**WORK TO COMPLETE**
Hunt for the word "query" across the entries below, copying each line that holds it.

[Items from a data source]

--------------------------------------------------

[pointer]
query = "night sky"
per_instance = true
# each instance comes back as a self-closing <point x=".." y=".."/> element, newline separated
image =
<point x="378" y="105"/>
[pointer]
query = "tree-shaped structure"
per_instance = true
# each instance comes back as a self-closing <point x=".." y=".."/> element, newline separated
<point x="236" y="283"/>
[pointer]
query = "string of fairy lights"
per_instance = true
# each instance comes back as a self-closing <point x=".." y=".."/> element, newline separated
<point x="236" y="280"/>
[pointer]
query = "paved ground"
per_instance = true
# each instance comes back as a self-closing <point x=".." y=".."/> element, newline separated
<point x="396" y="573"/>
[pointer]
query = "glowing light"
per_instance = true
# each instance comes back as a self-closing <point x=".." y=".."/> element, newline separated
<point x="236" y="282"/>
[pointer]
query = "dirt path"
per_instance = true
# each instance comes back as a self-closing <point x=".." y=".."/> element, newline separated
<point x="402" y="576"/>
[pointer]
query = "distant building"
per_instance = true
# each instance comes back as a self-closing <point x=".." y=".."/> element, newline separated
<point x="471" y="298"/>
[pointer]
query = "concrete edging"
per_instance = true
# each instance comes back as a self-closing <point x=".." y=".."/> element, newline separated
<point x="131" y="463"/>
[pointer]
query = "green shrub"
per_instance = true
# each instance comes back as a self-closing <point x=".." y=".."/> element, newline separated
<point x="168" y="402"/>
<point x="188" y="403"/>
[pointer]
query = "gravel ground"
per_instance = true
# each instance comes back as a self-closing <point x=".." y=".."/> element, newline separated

--------------------------------------------------

**RESULT OF THIS EXERCISE**
query = "night sky"
query = "tree-shaped structure"
query = "string of fairy lights"
query = "paved ground"
query = "glowing light"
query = "dirt path"
query = "distant building"
query = "concrete edging"
query = "green shrub"
query = "gravel ground"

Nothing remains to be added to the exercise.